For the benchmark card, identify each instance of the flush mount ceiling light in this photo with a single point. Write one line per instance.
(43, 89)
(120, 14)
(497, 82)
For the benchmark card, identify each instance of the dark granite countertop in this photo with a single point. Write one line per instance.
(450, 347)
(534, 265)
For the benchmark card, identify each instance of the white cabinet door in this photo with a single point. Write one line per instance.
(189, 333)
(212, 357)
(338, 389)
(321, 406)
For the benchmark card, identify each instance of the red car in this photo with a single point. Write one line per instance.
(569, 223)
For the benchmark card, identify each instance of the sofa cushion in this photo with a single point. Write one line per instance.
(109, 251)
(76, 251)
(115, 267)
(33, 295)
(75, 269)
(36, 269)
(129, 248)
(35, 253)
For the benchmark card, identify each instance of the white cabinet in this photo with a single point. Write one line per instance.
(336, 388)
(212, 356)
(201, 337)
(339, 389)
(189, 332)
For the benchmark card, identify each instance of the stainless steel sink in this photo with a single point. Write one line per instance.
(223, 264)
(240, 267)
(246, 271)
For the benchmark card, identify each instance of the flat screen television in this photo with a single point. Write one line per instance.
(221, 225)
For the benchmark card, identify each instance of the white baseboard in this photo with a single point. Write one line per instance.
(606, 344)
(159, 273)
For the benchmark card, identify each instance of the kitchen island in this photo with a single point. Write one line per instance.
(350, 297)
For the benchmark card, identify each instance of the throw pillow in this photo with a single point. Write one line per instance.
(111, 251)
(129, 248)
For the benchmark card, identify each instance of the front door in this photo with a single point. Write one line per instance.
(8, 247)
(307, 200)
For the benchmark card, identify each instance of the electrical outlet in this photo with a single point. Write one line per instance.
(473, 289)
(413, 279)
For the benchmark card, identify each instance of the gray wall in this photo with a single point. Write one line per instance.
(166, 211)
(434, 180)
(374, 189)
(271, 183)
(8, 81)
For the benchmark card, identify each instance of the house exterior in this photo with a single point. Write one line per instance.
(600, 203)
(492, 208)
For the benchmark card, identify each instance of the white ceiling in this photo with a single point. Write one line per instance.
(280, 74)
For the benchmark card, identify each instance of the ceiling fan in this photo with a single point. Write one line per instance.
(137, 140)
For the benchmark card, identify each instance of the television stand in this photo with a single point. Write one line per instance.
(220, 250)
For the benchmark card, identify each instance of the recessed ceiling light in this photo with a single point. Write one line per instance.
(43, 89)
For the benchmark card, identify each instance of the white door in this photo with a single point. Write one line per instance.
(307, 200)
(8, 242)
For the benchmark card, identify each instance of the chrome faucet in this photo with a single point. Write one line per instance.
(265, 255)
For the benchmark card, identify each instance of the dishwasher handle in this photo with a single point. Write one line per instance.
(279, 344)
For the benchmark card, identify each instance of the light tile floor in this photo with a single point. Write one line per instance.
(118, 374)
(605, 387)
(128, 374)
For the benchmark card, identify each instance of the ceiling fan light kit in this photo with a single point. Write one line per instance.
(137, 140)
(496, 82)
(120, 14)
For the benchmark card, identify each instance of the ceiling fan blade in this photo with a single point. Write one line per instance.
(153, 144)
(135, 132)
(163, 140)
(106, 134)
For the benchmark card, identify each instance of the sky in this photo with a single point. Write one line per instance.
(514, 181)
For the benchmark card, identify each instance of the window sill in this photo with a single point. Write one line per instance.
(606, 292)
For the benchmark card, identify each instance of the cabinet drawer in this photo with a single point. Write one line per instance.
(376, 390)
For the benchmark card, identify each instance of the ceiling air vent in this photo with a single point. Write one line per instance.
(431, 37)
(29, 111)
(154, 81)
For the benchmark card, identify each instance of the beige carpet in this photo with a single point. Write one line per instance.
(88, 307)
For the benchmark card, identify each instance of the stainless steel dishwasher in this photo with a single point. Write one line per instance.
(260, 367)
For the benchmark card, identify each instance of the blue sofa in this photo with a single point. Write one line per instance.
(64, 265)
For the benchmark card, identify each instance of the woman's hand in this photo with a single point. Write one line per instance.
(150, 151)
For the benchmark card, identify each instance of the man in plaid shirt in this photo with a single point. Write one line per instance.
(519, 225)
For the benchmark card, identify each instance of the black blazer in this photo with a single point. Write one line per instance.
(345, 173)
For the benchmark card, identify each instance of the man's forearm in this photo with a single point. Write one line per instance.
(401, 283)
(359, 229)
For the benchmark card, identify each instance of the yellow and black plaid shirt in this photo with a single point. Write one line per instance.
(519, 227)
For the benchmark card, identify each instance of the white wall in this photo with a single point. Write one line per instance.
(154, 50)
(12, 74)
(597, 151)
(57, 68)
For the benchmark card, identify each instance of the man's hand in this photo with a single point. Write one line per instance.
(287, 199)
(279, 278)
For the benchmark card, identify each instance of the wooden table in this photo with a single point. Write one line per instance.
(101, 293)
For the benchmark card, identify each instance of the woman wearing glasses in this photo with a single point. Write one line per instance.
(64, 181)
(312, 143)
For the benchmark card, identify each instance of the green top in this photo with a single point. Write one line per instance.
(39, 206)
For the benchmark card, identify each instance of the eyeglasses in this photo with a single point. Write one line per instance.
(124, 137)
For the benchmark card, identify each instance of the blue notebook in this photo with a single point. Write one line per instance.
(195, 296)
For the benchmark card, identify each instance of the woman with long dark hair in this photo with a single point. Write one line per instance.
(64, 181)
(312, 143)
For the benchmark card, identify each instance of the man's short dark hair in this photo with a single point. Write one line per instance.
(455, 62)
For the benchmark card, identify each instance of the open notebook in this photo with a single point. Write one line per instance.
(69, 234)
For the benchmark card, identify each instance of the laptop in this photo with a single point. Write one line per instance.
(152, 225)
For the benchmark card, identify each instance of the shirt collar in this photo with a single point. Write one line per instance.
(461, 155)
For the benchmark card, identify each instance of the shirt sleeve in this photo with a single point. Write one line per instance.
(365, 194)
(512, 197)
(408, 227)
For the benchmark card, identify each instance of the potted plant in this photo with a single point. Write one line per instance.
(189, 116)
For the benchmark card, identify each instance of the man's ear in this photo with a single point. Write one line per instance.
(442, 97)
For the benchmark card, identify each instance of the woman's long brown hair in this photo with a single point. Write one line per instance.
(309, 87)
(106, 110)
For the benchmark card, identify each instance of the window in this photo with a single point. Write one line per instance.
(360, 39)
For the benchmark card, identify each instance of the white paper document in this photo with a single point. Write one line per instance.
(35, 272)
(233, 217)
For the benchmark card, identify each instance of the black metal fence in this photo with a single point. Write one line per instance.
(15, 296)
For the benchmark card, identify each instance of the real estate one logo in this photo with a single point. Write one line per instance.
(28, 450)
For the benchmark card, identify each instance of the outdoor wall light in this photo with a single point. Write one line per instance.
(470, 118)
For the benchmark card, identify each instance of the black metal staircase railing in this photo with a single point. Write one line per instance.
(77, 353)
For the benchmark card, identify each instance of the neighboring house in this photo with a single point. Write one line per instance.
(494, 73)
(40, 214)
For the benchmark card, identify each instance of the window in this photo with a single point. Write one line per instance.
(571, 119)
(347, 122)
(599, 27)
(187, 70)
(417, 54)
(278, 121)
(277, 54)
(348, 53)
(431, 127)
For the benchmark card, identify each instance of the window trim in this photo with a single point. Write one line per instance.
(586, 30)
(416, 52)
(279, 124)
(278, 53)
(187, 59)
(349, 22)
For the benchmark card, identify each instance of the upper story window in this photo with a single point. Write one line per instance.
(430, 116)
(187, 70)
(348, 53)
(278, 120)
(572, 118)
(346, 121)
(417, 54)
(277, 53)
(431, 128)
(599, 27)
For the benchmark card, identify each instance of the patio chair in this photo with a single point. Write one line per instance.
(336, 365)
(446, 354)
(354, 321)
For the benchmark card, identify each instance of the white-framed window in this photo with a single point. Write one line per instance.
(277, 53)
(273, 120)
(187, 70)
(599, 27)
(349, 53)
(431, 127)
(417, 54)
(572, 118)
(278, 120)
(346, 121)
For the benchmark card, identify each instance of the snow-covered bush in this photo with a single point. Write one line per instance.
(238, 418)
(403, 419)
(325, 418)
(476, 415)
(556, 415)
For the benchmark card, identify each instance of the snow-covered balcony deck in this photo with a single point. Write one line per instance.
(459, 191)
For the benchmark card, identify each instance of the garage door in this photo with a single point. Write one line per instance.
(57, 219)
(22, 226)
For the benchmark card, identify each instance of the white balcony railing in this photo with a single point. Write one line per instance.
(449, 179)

* DESCRIPTION OF THE TASK *
Please reproduce the records above verbatim, from the line containing "of the white-framed" through the end of the records, both included.

* TASK ANSWER *
For the benchmark card, identify each instance of the white-framed window in this photo with a single point. Write one line per instance.
(277, 53)
(273, 120)
(187, 70)
(599, 27)
(349, 53)
(431, 127)
(417, 54)
(572, 118)
(278, 120)
(346, 121)
For the benchmark card, identify each instance of the snow-covered bush in this photo with a single point. Write one line per instance.
(238, 418)
(403, 419)
(325, 418)
(476, 415)
(556, 415)
For the benchmark card, identify each instance of the snow-covered balcony deck in this photo with a single point. Write one line per instance.
(459, 191)
For the benchmark card, identify each instance of the garage door in this photo with a single point. Write one line per instance.
(57, 219)
(22, 226)
For the benchmark card, identify each instance of the white balcony railing in this photo with a single point. Write one line per instance.
(449, 179)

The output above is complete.